• Material for this task
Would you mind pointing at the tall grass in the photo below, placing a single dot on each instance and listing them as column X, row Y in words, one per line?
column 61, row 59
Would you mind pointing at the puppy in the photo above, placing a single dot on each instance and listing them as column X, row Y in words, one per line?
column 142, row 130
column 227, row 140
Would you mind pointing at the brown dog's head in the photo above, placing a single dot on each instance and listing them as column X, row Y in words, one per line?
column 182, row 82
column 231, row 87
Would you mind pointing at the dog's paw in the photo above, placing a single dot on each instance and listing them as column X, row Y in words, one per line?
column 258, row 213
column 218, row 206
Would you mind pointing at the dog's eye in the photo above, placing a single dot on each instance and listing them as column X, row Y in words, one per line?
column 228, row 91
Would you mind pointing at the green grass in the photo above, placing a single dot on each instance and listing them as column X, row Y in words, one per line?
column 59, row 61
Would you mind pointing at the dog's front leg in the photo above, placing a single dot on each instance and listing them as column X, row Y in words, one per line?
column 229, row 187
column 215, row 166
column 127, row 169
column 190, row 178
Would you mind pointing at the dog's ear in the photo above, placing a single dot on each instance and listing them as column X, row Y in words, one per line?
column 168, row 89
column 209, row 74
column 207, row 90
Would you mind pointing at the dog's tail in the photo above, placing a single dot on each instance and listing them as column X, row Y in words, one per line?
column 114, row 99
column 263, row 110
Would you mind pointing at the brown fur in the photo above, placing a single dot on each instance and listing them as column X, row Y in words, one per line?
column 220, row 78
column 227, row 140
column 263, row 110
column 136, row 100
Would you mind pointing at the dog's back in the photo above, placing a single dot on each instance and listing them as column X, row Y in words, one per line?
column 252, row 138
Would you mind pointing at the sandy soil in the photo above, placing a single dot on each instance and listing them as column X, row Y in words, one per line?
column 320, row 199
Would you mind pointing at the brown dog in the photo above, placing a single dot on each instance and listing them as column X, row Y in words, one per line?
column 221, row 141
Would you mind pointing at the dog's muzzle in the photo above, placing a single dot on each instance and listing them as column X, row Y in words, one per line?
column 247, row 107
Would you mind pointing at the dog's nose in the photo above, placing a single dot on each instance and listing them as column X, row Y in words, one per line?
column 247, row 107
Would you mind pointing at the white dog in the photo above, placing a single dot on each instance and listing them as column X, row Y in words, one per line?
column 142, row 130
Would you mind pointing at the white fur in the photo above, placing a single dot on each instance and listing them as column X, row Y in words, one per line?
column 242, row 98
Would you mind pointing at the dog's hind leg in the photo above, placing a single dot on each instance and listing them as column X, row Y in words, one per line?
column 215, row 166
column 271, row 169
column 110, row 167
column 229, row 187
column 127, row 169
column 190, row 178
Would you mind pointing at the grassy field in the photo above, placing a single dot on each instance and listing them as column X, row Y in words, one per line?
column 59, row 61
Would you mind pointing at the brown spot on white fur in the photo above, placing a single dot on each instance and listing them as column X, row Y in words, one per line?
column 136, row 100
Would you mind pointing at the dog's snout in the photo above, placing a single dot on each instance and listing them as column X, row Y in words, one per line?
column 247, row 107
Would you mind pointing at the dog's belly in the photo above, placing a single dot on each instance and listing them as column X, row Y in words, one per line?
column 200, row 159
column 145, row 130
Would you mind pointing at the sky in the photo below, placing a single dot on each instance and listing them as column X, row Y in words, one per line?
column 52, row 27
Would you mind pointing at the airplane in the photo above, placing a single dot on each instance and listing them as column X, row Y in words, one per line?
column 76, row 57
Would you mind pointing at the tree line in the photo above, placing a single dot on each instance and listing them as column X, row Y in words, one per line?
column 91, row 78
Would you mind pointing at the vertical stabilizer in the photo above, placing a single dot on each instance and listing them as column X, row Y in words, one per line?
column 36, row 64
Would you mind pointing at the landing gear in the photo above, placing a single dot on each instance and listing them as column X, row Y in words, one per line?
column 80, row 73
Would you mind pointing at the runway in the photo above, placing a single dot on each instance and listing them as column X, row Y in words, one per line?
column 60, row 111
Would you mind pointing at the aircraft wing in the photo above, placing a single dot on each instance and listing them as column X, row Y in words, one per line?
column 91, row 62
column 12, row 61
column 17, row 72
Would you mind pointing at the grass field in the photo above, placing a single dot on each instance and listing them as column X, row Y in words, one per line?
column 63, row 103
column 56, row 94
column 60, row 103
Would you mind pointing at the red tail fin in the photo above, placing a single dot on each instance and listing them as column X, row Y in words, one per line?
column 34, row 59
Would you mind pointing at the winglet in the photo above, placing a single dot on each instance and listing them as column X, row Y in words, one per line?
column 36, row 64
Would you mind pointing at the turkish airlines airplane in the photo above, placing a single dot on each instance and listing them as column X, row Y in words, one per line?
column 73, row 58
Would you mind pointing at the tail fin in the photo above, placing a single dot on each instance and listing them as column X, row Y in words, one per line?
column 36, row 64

• Challenge
Give every line of the material above as a JSON list of strings, one string per line, leaving out any blank lines.

• Final result
[
  "Would you mind pointing at the tall grass in the photo below, placing a single dot on each instance and listing them as column X, row Y in words, one per line?",
  "column 61, row 59",
  "Would you mind pointing at the puppy in the photo above, placing a single dot on each instance and listing them as column X, row Y in words, one per line?",
  "column 142, row 130",
  "column 227, row 140",
  "Would you mind pointing at the brown dog's head in the photo above, placing a single dot on each instance and listing them as column X, row Y in words, one per line?",
  "column 182, row 82",
  "column 231, row 87",
  "Would you mind pointing at the dog's paw in the photo above, placing a single dot on each instance and listing them as column X, row Y in words, one per line?",
  "column 258, row 213",
  "column 218, row 206",
  "Would you mind pointing at the dog's eye in the photo above, placing a single dot on each instance and listing them as column X, row Y in words, one per line?",
  "column 228, row 91",
  "Would you mind pointing at the green grass in the photo above, placing a single dot on each instance and listing them as column X, row Y in words, one per line?",
  "column 59, row 61",
  "Would you mind pointing at the dog's front leg in the photo above, placing a single dot on each instance and listing them as column X, row Y in words, one per line?",
  "column 229, row 187",
  "column 215, row 166",
  "column 127, row 169",
  "column 190, row 178",
  "Would you mind pointing at the dog's ear in the photo above, placing a single dot on each instance and listing them as column X, row Y in words, one per line?",
  "column 168, row 89",
  "column 209, row 74",
  "column 207, row 90",
  "Would you mind pointing at the dog's tail in the photo above, placing a single dot on each instance and listing them as column X, row Y in words, one per line?",
  "column 114, row 99",
  "column 263, row 110",
  "Would you mind pointing at the brown fur in the photo above, placing a single dot on each instance and listing them as column X, row Y in words, one per line?",
  "column 220, row 78",
  "column 227, row 140",
  "column 263, row 110",
  "column 136, row 100",
  "Would you mind pointing at the dog's back in the photo above, placing a single dot on each instance and listing them as column X, row Y in words, one per line?",
  "column 252, row 138",
  "Would you mind pointing at the sandy soil in the photo above, placing a single dot on each instance and listing them as column X, row Y in words, one per line?",
  "column 320, row 199",
  "Would you mind pointing at the brown dog in the photo above, placing a single dot on each instance and listing them as column X, row Y in words, one per line?",
  "column 221, row 141",
  "Would you mind pointing at the dog's muzzle in the photo above, placing a single dot on each instance and listing them as column X, row Y in words, one per line?",
  "column 247, row 107",
  "Would you mind pointing at the dog's nose in the photo above, placing a single dot on each instance and listing them as column X, row Y in words, one per line?",
  "column 247, row 107",
  "Would you mind pointing at the white dog in the photo above, placing a single dot on each instance and listing them as column X, row Y in words, one per line?",
  "column 142, row 130",
  "Would you mind pointing at the white fur in the photo above, placing a single dot on each instance and listing them as column X, row Y in words, one per line?",
  "column 242, row 98",
  "Would you mind pointing at the dog's hind leg in the photo above, placing a single dot on each instance and listing them as column X, row Y in words, one per line?",
  "column 215, row 166",
  "column 271, row 169",
  "column 110, row 167",
  "column 229, row 187",
  "column 127, row 169",
  "column 190, row 178",
  "Would you mind pointing at the grassy field in the photo above, placing a single dot on each instance and listing them as column X, row Y in words, one per line?",
  "column 59, row 61",
  "Would you mind pointing at the brown spot on white fur in the photo above, placing a single dot on each instance and listing them as column X, row Y in words, one per line?",
  "column 136, row 100",
  "Would you mind pointing at the dog's snout in the photo above, placing a single dot on each instance and listing them as column X, row Y in words, one per line?",
  "column 247, row 107",
  "Would you mind pointing at the dog's belly in the photo above, placing a single dot on each instance and listing them as column X, row Y in words, one per line?",
  "column 200, row 159",
  "column 145, row 130",
  "Would you mind pointing at the sky in the photo below, placing a single dot on each instance and listing them as column X, row Y in words, one per line?",
  "column 52, row 27",
  "Would you mind pointing at the airplane in the photo above, placing a single dot on each instance and listing them as column X, row Y in words, one per line?",
  "column 76, row 57",
  "Would you mind pointing at the tree line in the photo above, placing a single dot on each instance and listing them as column X, row Y in words, one per line?",
  "column 91, row 78",
  "Would you mind pointing at the vertical stabilizer in the photo above, placing a single dot on each instance and listing them as column X, row Y in words, one per line?",
  "column 36, row 64",
  "Would you mind pointing at the landing gear in the photo above, placing a single dot on each instance and listing them as column X, row Y in words, one per line?",
  "column 80, row 73",
  "Would you mind pointing at the runway in the photo above, placing a single dot on each instance and listing them as column X, row Y in words, one per line?",
  "column 60, row 111",
  "Would you mind pointing at the aircraft wing in the photo above, placing a single dot on each instance and listing them as column X, row Y in words, one per line?",
  "column 91, row 62",
  "column 12, row 61",
  "column 17, row 72",
  "Would you mind pointing at the grass field in the photo above, placing a single dot on each instance and listing them as column X, row Y in words, one per line?",
  "column 63, row 103",
  "column 56, row 94",
  "column 60, row 103",
  "Would you mind pointing at the red tail fin in the photo above, placing a single dot on each instance and listing them as column X, row Y in words, one per line?",
  "column 34, row 59",
  "Would you mind pointing at the winglet in the photo above, placing a single dot on each instance and listing them as column X, row Y in words, one per line?",
  "column 36, row 64",
  "Would you mind pointing at the turkish airlines airplane in the photo above, placing a single dot on each instance and listing them as column X, row Y in words, one per line?",
  "column 73, row 58",
  "Would you mind pointing at the tail fin in the photo above, placing a single dot on each instance and listing them as column X, row Y in words, one per line?",
  "column 36, row 64"
]